### Problem details:
Update the material below by changing each "marker" to "pin" and keeping every other word the same.

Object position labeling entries
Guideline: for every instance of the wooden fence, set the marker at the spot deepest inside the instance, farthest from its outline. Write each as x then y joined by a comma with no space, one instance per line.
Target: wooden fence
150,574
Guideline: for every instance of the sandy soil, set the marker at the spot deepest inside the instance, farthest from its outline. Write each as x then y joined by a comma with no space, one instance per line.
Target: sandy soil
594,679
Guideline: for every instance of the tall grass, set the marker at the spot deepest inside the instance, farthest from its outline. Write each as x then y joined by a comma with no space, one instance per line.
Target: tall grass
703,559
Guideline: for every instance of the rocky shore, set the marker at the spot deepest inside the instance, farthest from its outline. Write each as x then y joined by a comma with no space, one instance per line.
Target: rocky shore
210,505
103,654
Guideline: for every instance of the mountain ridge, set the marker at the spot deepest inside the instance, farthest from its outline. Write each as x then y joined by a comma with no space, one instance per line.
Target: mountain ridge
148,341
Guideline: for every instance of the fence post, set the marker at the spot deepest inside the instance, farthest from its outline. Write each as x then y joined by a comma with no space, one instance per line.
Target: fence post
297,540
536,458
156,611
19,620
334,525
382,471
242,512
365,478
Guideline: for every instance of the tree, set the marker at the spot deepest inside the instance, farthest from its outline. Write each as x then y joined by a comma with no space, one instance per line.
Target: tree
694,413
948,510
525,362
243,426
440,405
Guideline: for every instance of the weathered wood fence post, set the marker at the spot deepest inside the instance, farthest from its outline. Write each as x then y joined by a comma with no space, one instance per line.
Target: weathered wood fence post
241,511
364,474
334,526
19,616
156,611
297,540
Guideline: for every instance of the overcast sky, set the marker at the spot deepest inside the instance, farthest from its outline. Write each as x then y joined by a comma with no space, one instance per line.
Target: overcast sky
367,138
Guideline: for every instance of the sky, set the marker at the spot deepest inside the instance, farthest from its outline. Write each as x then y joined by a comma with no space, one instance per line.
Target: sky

### Solution for this problem:
Guideline: for every instance of the wooden fence, set the pin at the spot deepest inside the instance, farthest from its outline. Write each as x then y joined by a comma with no space, one instance per line.
Target: wooden fence
150,574
Guideline: for every instance of the sandy soil, set the pin at the spot deepest inside the instance, farthest from its outline. Write each as x then y joined by a comma with no space, one instance per line.
Target: sandy soil
594,679
Guideline: for every instance of the tall grass, set the pin at the spot deepest inside the instance, farthest from its outline. Write each as x then y joined by a comma with no space, one instance per line.
Target: tall grass
703,559
Guideline: for every instance of the rocky shore, set the pin at the spot deepest inside the instance, farthest from its outline. Write each as x then y joined by a comma with no space, one instance per line.
Target: rocky shore
210,505
103,654
Guideline: for every instance of the mountain ridge, set the pin at the spot deepest inside the instance, farthest from its outline. Write each as x then y joined by a comma with no space, one instance per line.
Target: mountain ridge
148,341
Guideline: for every instance of the fence post, set the pin at the spot deepest inside the instance, farthest from its outline. Write each as x then y joined by a comma with no space, one instance per line.
Target: fence post
297,540
536,458
156,611
19,620
334,525
382,471
242,512
365,478
Guideline: for every instance of the tree, set the pin at the spot deepest inside the instance, farthest from its outline. Write each as x then y joined by a comma with no space, one instance per line.
Target: tree
694,413
948,510
525,362
243,426
440,405
Guideline: for every instance of the weathered wood fence post, set the pin at the spot deepest inside the instance, farthest from its outline. Write each as x then y joined by a comma with no space, one instance per line.
Target: weathered wood fence post
241,511
364,474
334,526
19,616
156,611
297,540
Guideline: for every instance of the overcast sky, set the pin at the spot deepest inside the instance, farthest from its outline. Write each as x then y joined by a comma with no space, one instance per line.
Target: overcast sky
367,138
Guideline: for every instance of the sky, set the pin at the spot deepest inside the instance, farthest from its outline. Write each as x then y joined by a comma with no space, one instance per line.
Target: sky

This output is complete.